Find every line in the rows below that contains the word "blue", and copy each of those lines.

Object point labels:
····················

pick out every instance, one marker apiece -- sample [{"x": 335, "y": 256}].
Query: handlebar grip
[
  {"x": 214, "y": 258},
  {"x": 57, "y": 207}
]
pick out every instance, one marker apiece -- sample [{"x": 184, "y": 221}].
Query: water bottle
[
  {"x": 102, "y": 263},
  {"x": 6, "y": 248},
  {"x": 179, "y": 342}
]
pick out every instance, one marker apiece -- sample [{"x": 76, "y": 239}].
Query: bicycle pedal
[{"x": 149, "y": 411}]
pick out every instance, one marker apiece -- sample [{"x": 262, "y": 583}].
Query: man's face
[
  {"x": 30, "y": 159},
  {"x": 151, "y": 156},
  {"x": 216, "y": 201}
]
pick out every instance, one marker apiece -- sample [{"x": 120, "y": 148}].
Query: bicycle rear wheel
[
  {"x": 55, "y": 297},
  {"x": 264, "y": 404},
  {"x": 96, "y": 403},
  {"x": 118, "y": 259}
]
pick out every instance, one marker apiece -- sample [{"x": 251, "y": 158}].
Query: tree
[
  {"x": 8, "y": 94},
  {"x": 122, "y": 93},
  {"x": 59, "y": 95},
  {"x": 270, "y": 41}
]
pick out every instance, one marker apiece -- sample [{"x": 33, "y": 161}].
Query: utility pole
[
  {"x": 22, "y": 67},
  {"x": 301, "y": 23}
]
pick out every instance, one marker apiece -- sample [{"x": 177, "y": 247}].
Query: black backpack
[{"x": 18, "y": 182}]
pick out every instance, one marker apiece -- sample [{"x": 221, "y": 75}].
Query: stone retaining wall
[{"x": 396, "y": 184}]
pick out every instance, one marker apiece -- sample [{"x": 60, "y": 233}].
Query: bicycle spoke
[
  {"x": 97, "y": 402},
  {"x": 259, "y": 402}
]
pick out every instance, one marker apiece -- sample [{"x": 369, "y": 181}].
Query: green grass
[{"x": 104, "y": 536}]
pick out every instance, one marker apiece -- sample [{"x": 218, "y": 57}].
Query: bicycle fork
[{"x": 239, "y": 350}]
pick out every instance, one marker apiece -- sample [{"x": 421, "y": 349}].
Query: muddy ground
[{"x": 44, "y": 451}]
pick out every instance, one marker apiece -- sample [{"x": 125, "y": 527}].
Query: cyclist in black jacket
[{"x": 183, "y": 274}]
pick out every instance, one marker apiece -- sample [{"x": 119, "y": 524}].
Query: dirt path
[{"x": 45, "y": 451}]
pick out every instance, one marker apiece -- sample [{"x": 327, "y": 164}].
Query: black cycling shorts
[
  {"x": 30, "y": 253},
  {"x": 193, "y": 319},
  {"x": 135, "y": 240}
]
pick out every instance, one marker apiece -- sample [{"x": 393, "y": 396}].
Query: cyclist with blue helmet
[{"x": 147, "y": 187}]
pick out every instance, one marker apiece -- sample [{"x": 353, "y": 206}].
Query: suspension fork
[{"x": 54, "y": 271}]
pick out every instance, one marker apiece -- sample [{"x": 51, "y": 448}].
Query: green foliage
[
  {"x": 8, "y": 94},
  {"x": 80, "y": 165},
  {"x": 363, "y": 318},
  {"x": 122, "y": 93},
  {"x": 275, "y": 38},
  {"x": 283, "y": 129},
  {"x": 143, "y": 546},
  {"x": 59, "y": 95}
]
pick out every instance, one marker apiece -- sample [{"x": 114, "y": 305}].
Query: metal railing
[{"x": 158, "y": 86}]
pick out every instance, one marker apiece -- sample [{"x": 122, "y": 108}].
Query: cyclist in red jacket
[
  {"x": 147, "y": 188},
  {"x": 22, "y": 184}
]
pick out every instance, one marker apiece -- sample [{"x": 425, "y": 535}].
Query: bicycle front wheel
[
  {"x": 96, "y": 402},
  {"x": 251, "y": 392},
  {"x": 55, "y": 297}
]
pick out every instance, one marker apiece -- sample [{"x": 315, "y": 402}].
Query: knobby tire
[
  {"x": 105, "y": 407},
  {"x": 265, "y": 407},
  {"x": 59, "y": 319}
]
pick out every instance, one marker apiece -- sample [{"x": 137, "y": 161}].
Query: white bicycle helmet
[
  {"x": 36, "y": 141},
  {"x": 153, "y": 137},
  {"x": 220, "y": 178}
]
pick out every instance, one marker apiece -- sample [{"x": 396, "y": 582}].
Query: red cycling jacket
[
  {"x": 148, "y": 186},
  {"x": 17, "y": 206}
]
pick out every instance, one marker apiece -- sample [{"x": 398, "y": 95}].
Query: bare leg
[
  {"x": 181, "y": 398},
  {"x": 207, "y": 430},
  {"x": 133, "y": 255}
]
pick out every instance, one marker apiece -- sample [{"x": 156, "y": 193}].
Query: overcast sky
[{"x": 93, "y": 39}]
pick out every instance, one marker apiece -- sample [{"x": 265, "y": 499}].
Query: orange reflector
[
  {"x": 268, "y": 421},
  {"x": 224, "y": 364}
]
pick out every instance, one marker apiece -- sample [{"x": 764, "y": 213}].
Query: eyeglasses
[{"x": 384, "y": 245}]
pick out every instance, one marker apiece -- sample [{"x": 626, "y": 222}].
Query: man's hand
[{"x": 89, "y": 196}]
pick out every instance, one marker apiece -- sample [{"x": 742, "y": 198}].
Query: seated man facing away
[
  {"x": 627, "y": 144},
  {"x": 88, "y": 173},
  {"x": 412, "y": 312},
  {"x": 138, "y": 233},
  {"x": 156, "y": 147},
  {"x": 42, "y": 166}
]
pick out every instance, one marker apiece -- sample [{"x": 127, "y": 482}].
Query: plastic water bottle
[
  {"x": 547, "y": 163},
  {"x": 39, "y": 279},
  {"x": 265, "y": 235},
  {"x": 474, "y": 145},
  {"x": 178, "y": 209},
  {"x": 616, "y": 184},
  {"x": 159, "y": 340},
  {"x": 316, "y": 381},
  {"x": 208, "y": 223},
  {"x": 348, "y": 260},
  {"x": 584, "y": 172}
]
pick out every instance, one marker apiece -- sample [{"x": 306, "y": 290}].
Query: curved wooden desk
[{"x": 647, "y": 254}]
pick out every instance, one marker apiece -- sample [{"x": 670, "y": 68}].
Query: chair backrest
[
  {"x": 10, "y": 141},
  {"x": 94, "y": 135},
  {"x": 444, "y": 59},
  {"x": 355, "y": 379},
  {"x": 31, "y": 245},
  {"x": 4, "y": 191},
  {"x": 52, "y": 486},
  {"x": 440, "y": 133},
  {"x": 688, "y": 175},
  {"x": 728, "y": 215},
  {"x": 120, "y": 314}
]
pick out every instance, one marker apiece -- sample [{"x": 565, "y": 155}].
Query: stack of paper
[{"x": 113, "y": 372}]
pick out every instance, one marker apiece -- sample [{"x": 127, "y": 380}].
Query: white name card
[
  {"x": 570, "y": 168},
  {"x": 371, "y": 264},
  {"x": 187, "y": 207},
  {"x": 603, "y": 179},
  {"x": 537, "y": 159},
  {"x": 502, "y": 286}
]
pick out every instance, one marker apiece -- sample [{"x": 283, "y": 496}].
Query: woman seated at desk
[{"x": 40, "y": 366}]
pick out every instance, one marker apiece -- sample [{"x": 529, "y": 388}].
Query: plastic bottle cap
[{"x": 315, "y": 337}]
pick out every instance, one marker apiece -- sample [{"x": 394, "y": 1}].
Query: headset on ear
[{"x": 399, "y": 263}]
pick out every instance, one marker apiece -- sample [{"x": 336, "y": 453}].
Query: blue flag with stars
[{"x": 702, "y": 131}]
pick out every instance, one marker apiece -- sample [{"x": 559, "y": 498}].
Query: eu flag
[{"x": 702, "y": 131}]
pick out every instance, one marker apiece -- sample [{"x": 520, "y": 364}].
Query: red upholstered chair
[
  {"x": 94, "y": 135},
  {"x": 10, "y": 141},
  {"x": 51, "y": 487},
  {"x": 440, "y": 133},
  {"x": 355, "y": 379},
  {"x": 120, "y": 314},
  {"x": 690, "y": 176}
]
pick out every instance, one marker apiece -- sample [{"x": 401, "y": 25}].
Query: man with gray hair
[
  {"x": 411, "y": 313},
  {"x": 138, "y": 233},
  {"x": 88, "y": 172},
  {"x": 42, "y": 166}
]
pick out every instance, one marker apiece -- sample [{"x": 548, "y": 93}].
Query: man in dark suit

····················

SOLUTION ->
Query: cyclist with blue helmet
Query: blue flag with stars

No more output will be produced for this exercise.